[TASK INPUT]

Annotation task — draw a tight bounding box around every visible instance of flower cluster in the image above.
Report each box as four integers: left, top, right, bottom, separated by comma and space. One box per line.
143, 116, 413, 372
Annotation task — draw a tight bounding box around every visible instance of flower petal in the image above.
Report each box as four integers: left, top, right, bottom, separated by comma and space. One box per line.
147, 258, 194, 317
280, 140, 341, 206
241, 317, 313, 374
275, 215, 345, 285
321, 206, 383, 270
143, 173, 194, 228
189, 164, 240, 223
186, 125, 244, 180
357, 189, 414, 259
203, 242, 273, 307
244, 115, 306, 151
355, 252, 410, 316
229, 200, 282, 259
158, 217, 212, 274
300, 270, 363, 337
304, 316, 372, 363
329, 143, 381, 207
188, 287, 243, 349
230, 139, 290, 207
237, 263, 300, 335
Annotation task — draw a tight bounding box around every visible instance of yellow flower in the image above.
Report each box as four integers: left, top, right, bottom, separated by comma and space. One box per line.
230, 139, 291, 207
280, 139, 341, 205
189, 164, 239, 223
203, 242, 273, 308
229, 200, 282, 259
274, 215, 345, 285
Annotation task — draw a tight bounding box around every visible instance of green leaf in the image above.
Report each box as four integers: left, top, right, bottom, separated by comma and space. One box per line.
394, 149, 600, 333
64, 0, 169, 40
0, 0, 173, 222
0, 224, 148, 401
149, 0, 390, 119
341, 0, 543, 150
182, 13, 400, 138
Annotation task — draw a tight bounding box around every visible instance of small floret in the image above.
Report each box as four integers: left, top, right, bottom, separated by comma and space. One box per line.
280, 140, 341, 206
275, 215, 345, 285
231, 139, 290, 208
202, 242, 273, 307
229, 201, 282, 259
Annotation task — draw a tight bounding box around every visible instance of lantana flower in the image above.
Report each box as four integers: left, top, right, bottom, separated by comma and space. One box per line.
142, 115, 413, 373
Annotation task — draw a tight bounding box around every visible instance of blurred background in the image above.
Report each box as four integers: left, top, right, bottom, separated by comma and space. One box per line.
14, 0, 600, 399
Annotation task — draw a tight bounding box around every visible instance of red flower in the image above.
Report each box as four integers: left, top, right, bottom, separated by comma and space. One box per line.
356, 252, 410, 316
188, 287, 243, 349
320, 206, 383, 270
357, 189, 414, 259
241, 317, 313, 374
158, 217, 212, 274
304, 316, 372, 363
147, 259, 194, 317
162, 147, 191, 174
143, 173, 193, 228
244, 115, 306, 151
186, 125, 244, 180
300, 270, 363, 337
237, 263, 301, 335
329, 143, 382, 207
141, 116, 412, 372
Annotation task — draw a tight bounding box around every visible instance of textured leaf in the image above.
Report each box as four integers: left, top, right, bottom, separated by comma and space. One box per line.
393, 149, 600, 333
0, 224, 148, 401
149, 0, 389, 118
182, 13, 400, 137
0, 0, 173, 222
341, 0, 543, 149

[/TASK INPUT]
[TASK INPUT]

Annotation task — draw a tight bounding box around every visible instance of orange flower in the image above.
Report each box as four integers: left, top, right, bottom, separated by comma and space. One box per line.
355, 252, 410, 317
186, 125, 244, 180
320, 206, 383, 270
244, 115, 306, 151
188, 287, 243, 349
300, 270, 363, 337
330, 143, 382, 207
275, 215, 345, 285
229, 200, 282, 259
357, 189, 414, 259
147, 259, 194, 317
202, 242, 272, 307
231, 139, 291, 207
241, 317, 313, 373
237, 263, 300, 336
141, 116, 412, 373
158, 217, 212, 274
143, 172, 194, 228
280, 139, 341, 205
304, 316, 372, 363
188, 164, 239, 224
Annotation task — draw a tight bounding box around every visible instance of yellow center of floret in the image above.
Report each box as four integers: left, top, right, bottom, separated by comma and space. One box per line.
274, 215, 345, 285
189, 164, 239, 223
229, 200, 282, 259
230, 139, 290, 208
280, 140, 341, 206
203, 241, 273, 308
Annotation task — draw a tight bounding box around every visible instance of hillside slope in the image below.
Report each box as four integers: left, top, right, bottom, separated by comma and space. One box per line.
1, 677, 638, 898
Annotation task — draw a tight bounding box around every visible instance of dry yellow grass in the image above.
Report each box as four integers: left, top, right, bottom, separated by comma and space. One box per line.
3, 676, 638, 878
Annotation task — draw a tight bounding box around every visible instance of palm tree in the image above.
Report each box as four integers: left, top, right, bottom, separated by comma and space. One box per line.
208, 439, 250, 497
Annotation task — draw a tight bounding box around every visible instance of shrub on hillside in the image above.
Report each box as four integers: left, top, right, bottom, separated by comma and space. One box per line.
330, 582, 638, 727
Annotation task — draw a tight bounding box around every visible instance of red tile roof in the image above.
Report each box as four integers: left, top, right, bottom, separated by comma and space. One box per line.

[/TASK INPUT]
[TASK INPUT]

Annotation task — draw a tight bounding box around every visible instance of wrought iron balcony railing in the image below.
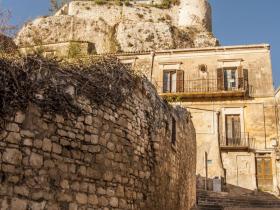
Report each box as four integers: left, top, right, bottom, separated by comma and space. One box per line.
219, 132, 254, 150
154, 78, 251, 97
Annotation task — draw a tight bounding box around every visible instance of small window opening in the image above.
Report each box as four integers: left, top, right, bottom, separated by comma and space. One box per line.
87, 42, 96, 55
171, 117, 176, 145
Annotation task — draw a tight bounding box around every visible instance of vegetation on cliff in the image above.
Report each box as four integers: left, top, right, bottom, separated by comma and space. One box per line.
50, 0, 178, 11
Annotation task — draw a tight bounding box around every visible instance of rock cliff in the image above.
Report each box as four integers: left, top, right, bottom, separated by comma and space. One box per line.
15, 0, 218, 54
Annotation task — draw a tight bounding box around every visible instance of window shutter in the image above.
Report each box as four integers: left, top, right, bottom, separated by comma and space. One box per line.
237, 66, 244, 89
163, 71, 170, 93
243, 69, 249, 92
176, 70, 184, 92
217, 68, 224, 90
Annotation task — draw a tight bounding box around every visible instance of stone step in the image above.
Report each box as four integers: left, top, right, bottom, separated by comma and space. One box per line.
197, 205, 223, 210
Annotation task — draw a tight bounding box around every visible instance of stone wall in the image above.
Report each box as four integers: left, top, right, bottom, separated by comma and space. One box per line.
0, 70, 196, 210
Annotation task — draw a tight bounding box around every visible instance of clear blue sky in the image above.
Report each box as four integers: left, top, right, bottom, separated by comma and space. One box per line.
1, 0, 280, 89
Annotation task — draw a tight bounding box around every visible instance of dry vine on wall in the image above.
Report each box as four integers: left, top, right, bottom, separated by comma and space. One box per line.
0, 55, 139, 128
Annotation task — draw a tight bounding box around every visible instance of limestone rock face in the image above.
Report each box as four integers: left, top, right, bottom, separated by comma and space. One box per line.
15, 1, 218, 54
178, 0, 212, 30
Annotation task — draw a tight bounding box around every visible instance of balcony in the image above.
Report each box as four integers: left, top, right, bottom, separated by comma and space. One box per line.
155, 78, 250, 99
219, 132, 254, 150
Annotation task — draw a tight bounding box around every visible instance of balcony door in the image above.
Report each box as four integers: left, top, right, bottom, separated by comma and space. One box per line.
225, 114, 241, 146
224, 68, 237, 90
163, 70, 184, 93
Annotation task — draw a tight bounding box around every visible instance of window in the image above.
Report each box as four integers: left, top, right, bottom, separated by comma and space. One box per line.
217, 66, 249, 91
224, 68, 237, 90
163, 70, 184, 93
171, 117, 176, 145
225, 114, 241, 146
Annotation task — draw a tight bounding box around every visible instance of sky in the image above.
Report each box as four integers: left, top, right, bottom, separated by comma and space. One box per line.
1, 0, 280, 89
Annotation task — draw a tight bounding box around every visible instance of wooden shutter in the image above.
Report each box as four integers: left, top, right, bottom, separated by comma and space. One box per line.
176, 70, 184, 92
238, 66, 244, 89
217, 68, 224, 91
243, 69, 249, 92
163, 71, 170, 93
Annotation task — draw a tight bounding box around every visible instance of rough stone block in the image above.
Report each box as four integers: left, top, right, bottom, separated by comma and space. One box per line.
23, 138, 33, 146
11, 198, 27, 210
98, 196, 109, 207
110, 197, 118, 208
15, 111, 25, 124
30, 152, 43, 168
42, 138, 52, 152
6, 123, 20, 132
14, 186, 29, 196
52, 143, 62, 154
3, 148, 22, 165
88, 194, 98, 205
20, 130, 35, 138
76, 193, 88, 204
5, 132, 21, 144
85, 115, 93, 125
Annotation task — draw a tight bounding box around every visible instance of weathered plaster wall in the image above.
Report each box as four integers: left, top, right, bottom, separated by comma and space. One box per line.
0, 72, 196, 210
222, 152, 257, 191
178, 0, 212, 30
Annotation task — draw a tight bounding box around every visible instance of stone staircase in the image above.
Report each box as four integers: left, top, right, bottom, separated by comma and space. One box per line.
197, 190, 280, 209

[/TASK INPUT]

> _TASK DETAILS_
Wherever "shutter" appears in a line of the entries, copy that line.

> _EXERCISE RESPONSE_
Annotation task — draw a tight bounding box around every visible instance of window shutter in the image above.
Annotation task — draw a tight bounding box around every visible instance of wooden shutter in the image above.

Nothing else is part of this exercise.